• _Supplied records_:
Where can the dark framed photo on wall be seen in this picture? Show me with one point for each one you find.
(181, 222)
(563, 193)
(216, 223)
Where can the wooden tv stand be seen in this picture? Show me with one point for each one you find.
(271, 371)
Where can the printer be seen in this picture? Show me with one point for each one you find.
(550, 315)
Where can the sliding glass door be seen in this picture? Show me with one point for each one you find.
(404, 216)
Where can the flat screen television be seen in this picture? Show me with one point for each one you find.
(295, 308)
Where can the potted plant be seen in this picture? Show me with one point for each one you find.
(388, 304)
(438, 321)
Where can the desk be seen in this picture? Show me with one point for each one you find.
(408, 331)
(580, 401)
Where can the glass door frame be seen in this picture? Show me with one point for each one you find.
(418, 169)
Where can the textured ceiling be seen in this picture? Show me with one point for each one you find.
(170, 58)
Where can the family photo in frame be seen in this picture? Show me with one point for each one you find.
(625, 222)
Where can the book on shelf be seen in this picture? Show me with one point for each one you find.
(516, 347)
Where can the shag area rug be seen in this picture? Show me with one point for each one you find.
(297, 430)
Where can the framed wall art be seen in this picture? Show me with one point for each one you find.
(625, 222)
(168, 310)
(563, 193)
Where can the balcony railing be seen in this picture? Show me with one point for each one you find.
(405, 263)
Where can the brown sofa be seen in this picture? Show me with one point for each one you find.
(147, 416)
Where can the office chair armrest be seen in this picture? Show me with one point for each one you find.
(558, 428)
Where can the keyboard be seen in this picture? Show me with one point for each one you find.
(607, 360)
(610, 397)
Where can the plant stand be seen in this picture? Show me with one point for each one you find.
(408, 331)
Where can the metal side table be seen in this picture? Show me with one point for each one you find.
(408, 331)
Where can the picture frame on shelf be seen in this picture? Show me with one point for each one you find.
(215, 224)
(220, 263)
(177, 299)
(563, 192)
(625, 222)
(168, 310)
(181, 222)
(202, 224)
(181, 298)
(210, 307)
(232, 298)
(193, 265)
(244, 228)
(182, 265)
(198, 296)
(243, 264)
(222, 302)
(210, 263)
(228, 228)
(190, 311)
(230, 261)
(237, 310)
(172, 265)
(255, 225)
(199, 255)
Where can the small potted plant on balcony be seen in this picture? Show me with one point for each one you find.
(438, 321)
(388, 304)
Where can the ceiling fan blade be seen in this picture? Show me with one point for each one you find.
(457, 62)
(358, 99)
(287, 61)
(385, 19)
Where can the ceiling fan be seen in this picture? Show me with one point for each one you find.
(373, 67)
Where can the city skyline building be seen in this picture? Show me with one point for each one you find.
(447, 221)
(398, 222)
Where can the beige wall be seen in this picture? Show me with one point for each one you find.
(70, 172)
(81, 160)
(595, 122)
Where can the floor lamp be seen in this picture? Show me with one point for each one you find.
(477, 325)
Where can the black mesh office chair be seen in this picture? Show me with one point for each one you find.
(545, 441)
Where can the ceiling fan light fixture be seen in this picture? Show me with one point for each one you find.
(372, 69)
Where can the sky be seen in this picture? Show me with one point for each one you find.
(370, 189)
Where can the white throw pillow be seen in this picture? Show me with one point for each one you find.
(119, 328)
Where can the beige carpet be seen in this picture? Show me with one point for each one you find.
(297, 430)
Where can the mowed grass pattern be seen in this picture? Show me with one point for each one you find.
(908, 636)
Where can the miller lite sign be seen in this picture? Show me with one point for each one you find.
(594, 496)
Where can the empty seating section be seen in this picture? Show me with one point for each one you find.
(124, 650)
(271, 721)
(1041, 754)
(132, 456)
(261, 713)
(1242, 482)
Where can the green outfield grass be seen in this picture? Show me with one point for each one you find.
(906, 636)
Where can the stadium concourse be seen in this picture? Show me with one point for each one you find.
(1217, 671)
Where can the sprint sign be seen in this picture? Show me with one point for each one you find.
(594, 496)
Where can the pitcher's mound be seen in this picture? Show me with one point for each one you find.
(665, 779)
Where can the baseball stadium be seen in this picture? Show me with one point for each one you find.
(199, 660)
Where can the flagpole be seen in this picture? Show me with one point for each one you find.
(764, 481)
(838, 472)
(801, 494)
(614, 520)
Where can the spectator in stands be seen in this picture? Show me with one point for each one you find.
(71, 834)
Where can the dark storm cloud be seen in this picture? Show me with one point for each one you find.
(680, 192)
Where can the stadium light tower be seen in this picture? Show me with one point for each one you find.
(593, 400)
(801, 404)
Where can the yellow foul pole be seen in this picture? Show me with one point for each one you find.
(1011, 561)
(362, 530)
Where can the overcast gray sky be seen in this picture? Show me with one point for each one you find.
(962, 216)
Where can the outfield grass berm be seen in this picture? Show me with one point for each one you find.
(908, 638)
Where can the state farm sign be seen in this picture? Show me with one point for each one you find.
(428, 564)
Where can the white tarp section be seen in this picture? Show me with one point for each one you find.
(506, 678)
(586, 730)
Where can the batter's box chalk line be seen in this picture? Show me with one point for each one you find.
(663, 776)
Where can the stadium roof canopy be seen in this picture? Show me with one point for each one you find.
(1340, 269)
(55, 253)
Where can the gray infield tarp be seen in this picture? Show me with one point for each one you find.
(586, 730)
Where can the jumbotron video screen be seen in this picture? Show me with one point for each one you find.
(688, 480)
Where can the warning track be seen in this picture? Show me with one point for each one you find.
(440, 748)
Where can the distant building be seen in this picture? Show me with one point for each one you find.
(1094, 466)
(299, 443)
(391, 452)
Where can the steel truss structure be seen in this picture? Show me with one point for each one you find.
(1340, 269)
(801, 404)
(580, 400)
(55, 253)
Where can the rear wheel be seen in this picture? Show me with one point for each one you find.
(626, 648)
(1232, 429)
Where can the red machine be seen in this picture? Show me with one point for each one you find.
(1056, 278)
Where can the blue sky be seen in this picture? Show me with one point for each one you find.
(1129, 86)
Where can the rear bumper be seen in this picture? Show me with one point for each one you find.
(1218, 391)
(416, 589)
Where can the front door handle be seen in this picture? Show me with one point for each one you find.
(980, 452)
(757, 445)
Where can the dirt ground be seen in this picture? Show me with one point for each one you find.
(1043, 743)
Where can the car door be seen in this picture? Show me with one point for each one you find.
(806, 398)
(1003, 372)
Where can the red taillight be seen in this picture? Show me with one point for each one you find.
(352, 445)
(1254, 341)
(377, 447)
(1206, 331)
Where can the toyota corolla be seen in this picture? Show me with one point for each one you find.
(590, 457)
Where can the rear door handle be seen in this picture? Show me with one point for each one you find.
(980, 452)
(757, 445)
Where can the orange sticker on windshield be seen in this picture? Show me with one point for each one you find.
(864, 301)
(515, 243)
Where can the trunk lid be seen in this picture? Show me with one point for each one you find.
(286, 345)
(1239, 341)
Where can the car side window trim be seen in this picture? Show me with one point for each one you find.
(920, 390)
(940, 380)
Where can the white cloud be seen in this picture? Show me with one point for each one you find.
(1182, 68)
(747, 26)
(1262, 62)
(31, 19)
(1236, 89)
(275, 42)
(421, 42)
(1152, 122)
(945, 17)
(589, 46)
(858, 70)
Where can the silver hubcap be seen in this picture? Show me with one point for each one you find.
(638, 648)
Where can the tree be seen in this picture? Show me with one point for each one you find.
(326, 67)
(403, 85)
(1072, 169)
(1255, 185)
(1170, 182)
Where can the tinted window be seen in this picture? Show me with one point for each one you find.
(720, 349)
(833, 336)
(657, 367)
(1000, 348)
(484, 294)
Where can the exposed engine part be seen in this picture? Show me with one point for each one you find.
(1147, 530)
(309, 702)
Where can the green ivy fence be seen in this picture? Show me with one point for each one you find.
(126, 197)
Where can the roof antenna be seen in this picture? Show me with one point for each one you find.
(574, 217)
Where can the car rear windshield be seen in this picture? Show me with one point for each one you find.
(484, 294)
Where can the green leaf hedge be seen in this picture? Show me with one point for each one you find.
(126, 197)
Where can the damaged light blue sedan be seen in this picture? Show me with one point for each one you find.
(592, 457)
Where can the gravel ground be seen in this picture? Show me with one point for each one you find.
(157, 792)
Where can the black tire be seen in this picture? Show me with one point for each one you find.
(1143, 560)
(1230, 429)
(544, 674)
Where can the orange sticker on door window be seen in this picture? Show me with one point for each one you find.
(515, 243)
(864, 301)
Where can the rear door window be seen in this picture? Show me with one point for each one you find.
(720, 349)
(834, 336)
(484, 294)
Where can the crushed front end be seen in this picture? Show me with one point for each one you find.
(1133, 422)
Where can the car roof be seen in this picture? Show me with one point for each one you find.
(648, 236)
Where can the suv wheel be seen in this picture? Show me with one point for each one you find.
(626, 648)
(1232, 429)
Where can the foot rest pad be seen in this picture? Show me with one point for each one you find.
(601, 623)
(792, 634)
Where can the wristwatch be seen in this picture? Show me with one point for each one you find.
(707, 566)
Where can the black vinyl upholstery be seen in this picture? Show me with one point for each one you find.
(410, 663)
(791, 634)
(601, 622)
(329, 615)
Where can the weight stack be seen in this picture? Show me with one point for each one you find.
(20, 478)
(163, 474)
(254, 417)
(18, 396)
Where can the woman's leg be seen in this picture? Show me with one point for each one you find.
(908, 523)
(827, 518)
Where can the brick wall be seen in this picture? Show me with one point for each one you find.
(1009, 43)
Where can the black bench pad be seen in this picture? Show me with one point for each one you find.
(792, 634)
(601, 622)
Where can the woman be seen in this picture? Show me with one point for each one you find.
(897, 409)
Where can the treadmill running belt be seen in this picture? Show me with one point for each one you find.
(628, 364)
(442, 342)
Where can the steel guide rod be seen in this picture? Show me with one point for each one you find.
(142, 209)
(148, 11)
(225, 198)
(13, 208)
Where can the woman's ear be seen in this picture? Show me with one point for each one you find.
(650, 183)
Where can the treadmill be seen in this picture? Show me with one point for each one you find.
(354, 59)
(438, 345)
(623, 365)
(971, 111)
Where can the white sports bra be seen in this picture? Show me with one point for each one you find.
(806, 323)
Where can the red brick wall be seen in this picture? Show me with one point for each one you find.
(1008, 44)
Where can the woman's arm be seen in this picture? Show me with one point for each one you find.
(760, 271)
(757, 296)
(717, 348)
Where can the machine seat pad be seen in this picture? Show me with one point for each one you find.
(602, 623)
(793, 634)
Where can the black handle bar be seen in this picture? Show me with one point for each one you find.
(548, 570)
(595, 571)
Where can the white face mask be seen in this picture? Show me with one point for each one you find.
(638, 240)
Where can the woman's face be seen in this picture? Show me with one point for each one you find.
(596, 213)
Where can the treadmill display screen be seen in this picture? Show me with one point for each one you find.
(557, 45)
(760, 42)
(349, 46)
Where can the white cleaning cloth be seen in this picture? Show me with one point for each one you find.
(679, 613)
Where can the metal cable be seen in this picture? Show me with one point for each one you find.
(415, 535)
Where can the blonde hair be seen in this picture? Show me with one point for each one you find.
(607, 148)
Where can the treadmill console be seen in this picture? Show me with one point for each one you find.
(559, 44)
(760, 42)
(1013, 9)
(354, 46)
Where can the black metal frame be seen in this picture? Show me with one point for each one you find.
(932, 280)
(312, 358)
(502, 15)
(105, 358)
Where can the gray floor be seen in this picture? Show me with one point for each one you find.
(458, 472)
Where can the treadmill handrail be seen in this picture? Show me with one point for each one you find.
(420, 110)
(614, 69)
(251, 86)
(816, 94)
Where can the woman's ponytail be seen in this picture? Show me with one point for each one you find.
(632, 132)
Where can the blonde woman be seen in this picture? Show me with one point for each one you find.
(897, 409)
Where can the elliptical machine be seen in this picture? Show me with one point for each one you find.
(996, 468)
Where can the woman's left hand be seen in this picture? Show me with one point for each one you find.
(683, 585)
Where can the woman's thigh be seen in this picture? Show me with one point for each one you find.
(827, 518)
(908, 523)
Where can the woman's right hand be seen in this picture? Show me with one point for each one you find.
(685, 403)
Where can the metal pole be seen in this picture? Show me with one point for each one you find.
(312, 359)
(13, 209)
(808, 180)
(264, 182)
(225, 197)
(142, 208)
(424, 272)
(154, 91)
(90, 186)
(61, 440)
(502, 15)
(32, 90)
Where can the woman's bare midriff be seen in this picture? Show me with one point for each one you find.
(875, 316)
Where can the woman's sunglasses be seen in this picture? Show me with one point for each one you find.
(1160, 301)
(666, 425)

• _Task prompt_: Format the lines of the data above as a numbered list, starting at the line containing "Where can the jumbotron" and ending with the line containing "(1206, 331)", both included, and leave out any blank lines.

• _Task response_:
1. Where can the jumbotron video screen be seen in this picture? Show me with one point for each one you find.
2. (688, 480)
3. Where can the warning track be seen in this picture? Show me with one point for each one you find.
4. (440, 748)
5. Where can the distant building be seen in this picture? Show me with one point for each one you find.
6. (1094, 466)
7. (299, 443)
8. (391, 452)
9. Where can the steel truss structure be seen in this picture? Show me with one point for each one you find.
10. (1340, 269)
11. (801, 404)
12. (580, 400)
13. (55, 253)
14. Where can the rear wheel be seen in this picture? Show me with one point for each one you find.
15. (626, 648)
16. (1232, 429)
17. Where can the red machine be seen in this picture? Show me with one point for each one you find.
18. (1056, 278)
19. Where can the blue sky be seen in this picture? Show me with one point for each one you find.
20. (1129, 86)
21. Where can the rear bumper be seen in this picture? Show me with one point for each one you find.
22. (1218, 391)
23. (416, 589)
24. Where can the front door handle be seen in this picture? Show me with one point for each one you find.
25. (980, 452)
26. (757, 445)
27. Where can the dirt ground be seen in this picture? Show me with one point for each one you find.
28. (1043, 743)
29. Where can the car door be seen in this picture? Show me with one point for each one you find.
30. (806, 398)
31. (1003, 372)
32. Where can the red taillight be seen in this picture? Show me with one point for each one you find.
33. (352, 445)
34. (1254, 341)
35. (377, 447)
36. (1206, 331)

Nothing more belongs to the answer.